- [Written problem]
Output every line of the items below as a JSON list of strings, one string per line, leaving out blank lines.

- [Extracted data]
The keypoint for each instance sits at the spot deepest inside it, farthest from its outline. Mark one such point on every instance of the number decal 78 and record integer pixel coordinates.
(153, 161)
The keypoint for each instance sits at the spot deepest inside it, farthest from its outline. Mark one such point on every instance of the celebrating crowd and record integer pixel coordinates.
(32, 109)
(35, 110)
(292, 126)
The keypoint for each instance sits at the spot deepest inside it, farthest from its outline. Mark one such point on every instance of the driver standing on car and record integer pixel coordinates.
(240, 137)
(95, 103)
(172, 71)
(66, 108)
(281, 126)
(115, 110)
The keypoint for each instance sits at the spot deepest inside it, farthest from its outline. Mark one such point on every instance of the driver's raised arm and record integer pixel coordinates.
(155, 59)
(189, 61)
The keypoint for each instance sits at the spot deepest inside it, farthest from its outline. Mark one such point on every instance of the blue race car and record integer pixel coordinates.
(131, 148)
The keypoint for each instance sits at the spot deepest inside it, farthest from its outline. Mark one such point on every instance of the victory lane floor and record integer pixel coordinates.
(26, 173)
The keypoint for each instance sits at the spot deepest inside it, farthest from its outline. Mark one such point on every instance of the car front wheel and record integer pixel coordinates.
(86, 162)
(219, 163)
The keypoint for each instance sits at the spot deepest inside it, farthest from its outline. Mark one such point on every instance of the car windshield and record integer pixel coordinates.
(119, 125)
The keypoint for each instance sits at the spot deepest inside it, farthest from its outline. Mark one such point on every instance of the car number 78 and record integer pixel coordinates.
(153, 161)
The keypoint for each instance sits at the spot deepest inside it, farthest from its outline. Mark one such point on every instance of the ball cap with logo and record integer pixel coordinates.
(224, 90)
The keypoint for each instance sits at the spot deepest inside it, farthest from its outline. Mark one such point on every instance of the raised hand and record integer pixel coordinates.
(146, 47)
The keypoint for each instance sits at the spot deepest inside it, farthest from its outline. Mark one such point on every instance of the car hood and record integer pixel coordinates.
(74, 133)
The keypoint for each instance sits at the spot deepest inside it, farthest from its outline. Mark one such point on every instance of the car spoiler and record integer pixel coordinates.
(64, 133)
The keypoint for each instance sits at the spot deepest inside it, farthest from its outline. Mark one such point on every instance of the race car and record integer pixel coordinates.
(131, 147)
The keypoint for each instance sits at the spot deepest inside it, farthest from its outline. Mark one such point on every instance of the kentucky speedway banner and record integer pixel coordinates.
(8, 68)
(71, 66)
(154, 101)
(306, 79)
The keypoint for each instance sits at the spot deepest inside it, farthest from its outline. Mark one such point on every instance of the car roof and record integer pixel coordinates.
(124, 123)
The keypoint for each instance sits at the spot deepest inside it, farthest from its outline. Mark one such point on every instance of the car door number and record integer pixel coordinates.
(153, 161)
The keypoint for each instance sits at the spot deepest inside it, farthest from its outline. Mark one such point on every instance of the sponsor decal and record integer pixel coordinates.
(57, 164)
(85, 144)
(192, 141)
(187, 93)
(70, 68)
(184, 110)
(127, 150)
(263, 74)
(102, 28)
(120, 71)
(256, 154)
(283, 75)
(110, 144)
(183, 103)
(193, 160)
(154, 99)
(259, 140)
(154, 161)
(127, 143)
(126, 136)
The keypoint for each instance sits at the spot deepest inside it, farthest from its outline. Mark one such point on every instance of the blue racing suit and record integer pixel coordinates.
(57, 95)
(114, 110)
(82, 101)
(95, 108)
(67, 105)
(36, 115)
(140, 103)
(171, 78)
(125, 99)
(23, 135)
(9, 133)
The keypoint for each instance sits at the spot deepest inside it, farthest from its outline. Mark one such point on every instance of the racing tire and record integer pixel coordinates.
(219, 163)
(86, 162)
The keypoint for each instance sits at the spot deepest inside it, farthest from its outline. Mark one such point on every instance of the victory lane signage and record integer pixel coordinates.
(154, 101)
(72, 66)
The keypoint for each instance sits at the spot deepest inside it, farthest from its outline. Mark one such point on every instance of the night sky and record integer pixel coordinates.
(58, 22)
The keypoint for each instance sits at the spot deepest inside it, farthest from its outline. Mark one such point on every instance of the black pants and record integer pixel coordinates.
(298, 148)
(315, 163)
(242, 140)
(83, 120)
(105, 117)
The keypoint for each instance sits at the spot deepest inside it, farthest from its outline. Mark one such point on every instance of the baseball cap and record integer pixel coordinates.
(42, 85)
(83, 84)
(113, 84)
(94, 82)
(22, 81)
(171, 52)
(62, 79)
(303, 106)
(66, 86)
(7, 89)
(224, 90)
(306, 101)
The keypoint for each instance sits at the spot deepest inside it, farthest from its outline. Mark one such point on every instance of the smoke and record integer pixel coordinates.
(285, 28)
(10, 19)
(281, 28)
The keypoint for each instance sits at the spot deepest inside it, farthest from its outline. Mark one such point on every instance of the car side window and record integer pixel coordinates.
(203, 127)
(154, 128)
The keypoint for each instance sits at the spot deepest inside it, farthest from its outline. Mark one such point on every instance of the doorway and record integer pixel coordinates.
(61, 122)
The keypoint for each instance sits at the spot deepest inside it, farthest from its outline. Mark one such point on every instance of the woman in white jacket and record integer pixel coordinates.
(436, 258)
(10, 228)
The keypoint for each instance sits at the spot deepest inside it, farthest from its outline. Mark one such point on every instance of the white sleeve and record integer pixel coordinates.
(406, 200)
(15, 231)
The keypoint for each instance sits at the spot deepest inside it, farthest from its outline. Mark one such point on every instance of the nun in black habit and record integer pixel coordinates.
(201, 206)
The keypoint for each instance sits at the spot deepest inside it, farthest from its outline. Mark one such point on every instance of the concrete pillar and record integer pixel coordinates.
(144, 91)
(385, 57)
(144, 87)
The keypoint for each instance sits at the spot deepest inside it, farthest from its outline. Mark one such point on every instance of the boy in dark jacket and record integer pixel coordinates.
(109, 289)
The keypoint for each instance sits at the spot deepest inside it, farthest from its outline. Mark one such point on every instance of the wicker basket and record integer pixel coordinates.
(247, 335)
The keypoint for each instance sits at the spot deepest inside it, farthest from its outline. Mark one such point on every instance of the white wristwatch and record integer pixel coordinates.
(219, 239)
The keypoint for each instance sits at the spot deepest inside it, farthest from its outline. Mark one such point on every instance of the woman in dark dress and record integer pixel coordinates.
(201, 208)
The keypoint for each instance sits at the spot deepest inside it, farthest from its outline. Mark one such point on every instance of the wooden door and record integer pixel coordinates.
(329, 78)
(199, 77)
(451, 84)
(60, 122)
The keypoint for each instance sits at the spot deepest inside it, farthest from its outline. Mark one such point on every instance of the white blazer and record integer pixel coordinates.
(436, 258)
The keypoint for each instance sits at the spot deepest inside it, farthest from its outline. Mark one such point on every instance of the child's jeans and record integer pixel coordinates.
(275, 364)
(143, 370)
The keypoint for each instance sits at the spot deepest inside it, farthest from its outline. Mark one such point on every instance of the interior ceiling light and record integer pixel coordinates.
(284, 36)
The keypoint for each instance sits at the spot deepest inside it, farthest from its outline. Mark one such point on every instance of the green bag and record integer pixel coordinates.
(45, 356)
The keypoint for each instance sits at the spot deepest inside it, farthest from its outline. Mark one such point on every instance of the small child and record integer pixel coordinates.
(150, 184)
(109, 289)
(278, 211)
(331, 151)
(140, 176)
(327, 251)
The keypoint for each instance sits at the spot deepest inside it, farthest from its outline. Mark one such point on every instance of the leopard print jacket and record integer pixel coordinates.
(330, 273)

- [The completed task]
[
  "The keypoint for each instance sits at the spot deepest inside it, farthest from its outline. Mark one such point on every instance of the number decal 78 and record integer pixel coordinates.",
  "(153, 161)",
  "The keypoint for each instance sits at the spot deepest inside it, farthest from its outline. Mark one such point on every instance of the celebrating crowd and record integer pixel coordinates.",
  "(32, 109)",
  "(35, 110)",
  "(292, 126)",
  "The keypoint for each instance sits at the spot deepest inside it, farthest from its outline. Mark one such point on every instance of the driver standing on car and record integer pixel coordinates.",
  "(240, 137)",
  "(95, 103)",
  "(172, 71)",
  "(66, 108)",
  "(281, 126)",
  "(115, 110)",
  "The keypoint for each instance sits at the spot deepest inside it, farthest from its outline. Mark one such point on every instance of the driver's raised arm and record integer pixel coordinates.",
  "(155, 59)",
  "(189, 61)",
  "The keypoint for each instance sits at the spot deepest inside it, farthest from its outline. Mark one such point on every instance of the blue race car and record integer pixel coordinates.",
  "(131, 148)",
  "The keypoint for each instance sits at the spot deepest inside it, farthest from its outline. Mark one such point on every instance of the victory lane floor and record integer pixel coordinates.",
  "(26, 173)",
  "The keypoint for each instance sits at the spot deepest inside it, farthest from its outline. Mark one such point on every instance of the car front wheel and record integer pixel coordinates.",
  "(86, 162)",
  "(219, 163)",
  "The keypoint for each instance sits at the spot deepest inside it, farthest from its outline. Mark one such point on every instance of the car windshield and record integer pixel coordinates.",
  "(119, 125)",
  "The keypoint for each instance sits at the spot deepest inside it, farthest from its outline. Mark one such point on every instance of the car number 78 and record integer pixel coordinates.",
  "(153, 161)",
  "The keypoint for each instance sits at the spot deepest inside it, farthest from its outline. Mark one such point on every instance of the ball cap with logo and record integer pixel coordinates.",
  "(224, 90)",
  "The keypoint for each instance sits at the spot deepest inside it, farthest from its outline. Mark one such point on every instance of the raised hand and record integer pixel coordinates.",
  "(146, 47)",
  "The keypoint for each instance sits at the spot deepest inside it, farthest from its outline. Mark one such point on every instance of the car hood and record integer pixel coordinates.",
  "(74, 133)",
  "The keypoint for each instance sits at the spot deepest inside it, farthest from its outline. Mark one such point on every instance of the car spoiler and record integer pixel coordinates.",
  "(64, 133)",
  "The keypoint for each instance sits at the spot deepest inside it, farthest from its outline. Mark one such point on every instance of the race car and record integer pixel coordinates.",
  "(131, 147)",
  "The keypoint for each instance sits at the spot deepest inside it, farthest from its outline. Mark one such point on every instance of the kentucky speedway banner and record integer pixel coordinates.",
  "(8, 68)",
  "(71, 66)",
  "(154, 101)",
  "(306, 79)",
  "The keypoint for each instance sits at the spot deepest inside it, farthest from its outline. Mark one such point on every instance of the car roof and record integer pixel coordinates.",
  "(124, 123)",
  "The keypoint for each instance sits at the spot deepest inside it, farthest from its outline. Mark one such point on every instance of the car door number and record integer pixel coordinates.",
  "(153, 161)",
  "The keypoint for each instance sits at the spot deepest inside it, farthest from its outline. Mark one such point on every instance of the sponsor decal and record integer pixel coordinates.",
  "(57, 164)",
  "(85, 144)",
  "(192, 141)",
  "(187, 93)",
  "(70, 68)",
  "(184, 110)",
  "(127, 150)",
  "(263, 74)",
  "(102, 28)",
  "(120, 71)",
  "(256, 154)",
  "(283, 75)",
  "(110, 144)",
  "(183, 103)",
  "(193, 160)",
  "(154, 99)",
  "(259, 140)",
  "(154, 161)",
  "(127, 143)",
  "(126, 136)",
  "The keypoint for each instance sits at the spot deepest inside it, farthest from its outline. Mark one such point on every instance of the blue racing suit and record integer pixel coordinates.",
  "(57, 95)",
  "(114, 110)",
  "(82, 101)",
  "(95, 108)",
  "(67, 105)",
  "(36, 115)",
  "(140, 103)",
  "(171, 78)",
  "(125, 99)",
  "(23, 135)",
  "(9, 133)",
  "The keypoint for each instance sits at the spot deepest inside it, farthest from its outline. Mark one such point on every instance of the racing tire and record integer pixel coordinates.",
  "(219, 163)",
  "(86, 162)",
  "The keypoint for each instance sits at the spot deepest inside it, farthest from its outline. Mark one such point on every instance of the victory lane signage and record integer pixel coordinates.",
  "(154, 101)",
  "(72, 66)",
  "The keypoint for each instance sits at the spot deepest inside it, farthest from its outline. Mark one such point on every instance of the night sky and record integer pixel coordinates.",
  "(58, 22)",
  "The keypoint for each instance sits at the spot deepest inside it, farthest from its outline. Mark one such point on every instance of the black pants and record integer pixel coordinates.",
  "(298, 148)",
  "(315, 163)",
  "(242, 140)",
  "(83, 120)",
  "(105, 117)",
  "The keypoint for each instance sits at the spot deepest inside it, farthest from its outline. Mark one such point on every instance of the baseball cap and record integer pixel coordinates.",
  "(42, 85)",
  "(83, 84)",
  "(113, 84)",
  "(94, 82)",
  "(22, 81)",
  "(171, 52)",
  "(62, 79)",
  "(303, 106)",
  "(66, 86)",
  "(7, 89)",
  "(224, 90)",
  "(306, 101)",
  "The keypoint for each instance sits at the spot deepest inside it, farthest from its outline. Mark one such point on every instance of the smoke and record integer pixel coordinates.",
  "(285, 28)",
  "(10, 19)",
  "(281, 28)",
  "The keypoint for each instance sits at the spot deepest inside it, farthest from its outline. Mark one such point on every instance of the car side window and record integer pixel coordinates.",
  "(203, 127)",
  "(154, 128)",
  "The keypoint for each instance sits at the spot deepest inside it, farthest from its outline. Mark one such point on every instance of the doorway and record integer pixel coordinates.",
  "(61, 122)",
  "The keypoint for each instance sits at the spot deepest inside it, farthest from its outline. Mark one such point on every instance of the woman in white jacket and record integer pixel coordinates.",
  "(436, 258)",
  "(10, 228)",
  "The keypoint for each instance sits at the spot deepest inside it, farthest from its outline. Mark one such point on every instance of the white sleeve and record integer pixel coordinates.",
  "(406, 200)",
  "(15, 231)",
  "The keypoint for each instance sits at the spot deepest inside it, farthest from its outline. Mark one such point on every instance of the nun in black habit and record integer pixel coordinates.",
  "(201, 206)",
  "The keypoint for each instance sits at the spot deepest inside it, farthest from its outline. Mark one such point on every instance of the concrete pillar and record integer pixel coordinates.",
  "(144, 91)",
  "(385, 57)",
  "(144, 87)",
  "The keypoint for each instance sits at the spot deepest inside it, farthest from its outline. Mark one such point on every instance of the boy in dark jacket and record integer pixel coordinates.",
  "(109, 289)",
  "The keypoint for each instance sits at the spot deepest inside it, farthest from its outline. Mark one such point on every instance of the wicker basket and record integer pixel coordinates.",
  "(247, 335)",
  "The keypoint for each instance sits at the spot deepest inside it, farthest from its outline. Mark one such point on every instance of the white wristwatch and record integer pixel coordinates.",
  "(219, 239)",
  "The keypoint for each instance sits at the spot deepest inside it, farthest from its outline. Mark one such point on every instance of the woman in dark dress and record integer pixel coordinates.",
  "(201, 208)",
  "The keypoint for each instance sits at the spot deepest inside it, farthest from its outline. Mark one such point on every instance of the wooden door and record integer pixel coordinates.",
  "(329, 78)",
  "(199, 77)",
  "(451, 84)",
  "(60, 122)",
  "The keypoint for each instance sits at the spot deepest inside it, farthest from its outline. Mark one such point on every instance of the white blazer and record integer pixel coordinates.",
  "(436, 258)",
  "The keypoint for each instance sits at the spot deepest inside it, farthest from its outline. Mark one such point on every instance of the child's jeans and record integer pixel coordinates.",
  "(275, 364)",
  "(143, 370)",
  "The keypoint for each instance sits at the spot deepest inside it, farthest from its outline. Mark one such point on every instance of the interior ceiling light and record integer pixel coordinates.",
  "(284, 36)",
  "The keypoint for each instance sits at the spot deepest inside it, farthest from its outline. Mark one such point on every instance of the green bag and record integer pixel coordinates.",
  "(45, 356)",
  "The keypoint for each instance sits at the spot deepest inside it, farthest from its outline. Mark one such point on every instance of the small child and record integer pixel coordinates.",
  "(150, 184)",
  "(109, 289)",
  "(278, 211)",
  "(331, 151)",
  "(140, 176)",
  "(327, 251)",
  "The keypoint for each instance sits at the spot deepest inside it, farthest from its outline. Mark one such point on every instance of the leopard print jacket and record integer pixel coordinates.",
  "(330, 273)"
]